● **TASKS TO CARRY OUT**:
[A] Answer these questions from the Calhoun and Dawson family history page:
(i) Which county is given for Samuel V. Calhoun?
(ii) In what year was Eva Jane born?
(iii) In which town did Samuel and Verlinda live after their 1859 marriage?
[B] Extend the Calhoun and Dawson family history page beyond its final sentence.

Samuel V. Calhoun of Beaver County, PA
Verlinda Dawson of, Columbiana County, OH
- Family Group Sheets:
- Migration West: Samuel Calhoun and Verlinda Dawson
- Calhoun Ancestors: NEW: Detailed Report On Johnston Calhoun in PDF format
- Origins of some Pennsylvania Colquohoun/Calhouns
- Beaver Co. Legend and "John C. Calhoun"
- John C. Calhoun--South Carolina
- Trader Calhoun and Western Pennsylvania
- Johnston Calhoun and the Brig Cunningham Scandal
- Dawson Ancestors:
NEW: Detailed Report on JOHNSTON CALHOUN in PDF format
(huge file) lots of document images--probate, deeds, census.
If you have a related family with Ulster ancestry, SEND ME AN EMAIL--PLEASE.
Samuel Calhoun and Verlinda Dawson
Dawsons to Illinois and Iowa
Samuel and Verlinda Dawson Calhoun lived in Calcutta, OH from their marriage in 1859 until the birth of their daughters Mary Caroline
in 1861 and daughter, Ella in 1862.
They migrated then to Bloomington/El Paso, Illinois where their daughter Eva Jane was born in 1865. They stayed in Illinois into the 1870s.

[Stored records]
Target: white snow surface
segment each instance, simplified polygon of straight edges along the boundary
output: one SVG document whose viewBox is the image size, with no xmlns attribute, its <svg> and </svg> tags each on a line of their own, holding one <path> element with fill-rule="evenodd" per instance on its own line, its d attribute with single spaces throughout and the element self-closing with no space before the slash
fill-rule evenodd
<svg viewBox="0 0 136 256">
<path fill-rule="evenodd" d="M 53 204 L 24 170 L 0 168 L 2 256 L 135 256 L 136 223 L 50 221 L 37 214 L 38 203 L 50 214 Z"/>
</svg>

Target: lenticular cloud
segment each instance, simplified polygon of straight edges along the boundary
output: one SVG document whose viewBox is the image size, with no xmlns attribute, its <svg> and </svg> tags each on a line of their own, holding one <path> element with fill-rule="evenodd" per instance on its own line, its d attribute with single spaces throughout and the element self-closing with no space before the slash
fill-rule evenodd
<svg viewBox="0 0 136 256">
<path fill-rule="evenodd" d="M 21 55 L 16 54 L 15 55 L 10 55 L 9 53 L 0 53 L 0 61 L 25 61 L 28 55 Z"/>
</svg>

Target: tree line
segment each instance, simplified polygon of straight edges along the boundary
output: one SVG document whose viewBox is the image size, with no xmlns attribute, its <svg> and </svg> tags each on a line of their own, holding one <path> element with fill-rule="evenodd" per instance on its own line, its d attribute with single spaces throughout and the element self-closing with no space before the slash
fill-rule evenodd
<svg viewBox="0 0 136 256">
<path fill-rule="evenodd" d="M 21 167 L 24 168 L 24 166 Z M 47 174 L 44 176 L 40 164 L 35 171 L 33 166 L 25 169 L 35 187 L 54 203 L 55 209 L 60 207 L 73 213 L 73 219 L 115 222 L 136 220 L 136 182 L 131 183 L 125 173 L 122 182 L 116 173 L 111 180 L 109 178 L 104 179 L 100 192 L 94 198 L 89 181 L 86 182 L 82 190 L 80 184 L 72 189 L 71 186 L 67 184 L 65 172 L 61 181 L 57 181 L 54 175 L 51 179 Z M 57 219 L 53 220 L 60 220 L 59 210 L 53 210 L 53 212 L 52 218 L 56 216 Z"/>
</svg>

● **OUTPUTS**:
[A]
(i) Beaver County, PA
(ii) 1865
(iii) Calcutta, OH

[B]
It appears that Verlinda's brother, William Adelma Dawson, followed her to Illinois for his first children were also born in El Paso.
Dawsons to Kansas and MissouriVerlinda died in Wichita in 1879 after which Samuel appears to have migrated to Rich Hill, Missouri. Daughter's Ella and Mary lived in Wellington, Kansas where Ella taught school. Samuel may have also lived in Wellington for a while. It is likely the family home was in Rich Hill through the 1890s after which Ella went to Colorado and then Texas for a brief period, returning to live in Kansas City.
Migration West: Siblings
There is some evidence of a group migration westward--if not all together at once, at least over time.
Verlinda's brother, Benjamin Mackall Dawson, went first to Iowa, and then to the region near the Kansas-Missouri border.
Dawsons to Colorado
Verlinda's sister, Nancy Dawson Hart went west to Boulder, Colorado. Later Benjamin Mackall, Jr. also went to Boulder as did Virlinda's daughter Ella. Most settled at Sugarloaf outside Boulder. Those who remained in Stanley (Johnson County KS) -- those who returned to Kansas City--stayed in contact. Letters written by Verlinda's grandson, Fred V. West substantiate this contact well into the 1920's.
Grave of Samuel V. Calhoun, Rich Hill, MO
(Photograph by Marilou West Ficklin 2001)
Origins of some Pennsylvania Colquohouns/Calhouns from Ulster.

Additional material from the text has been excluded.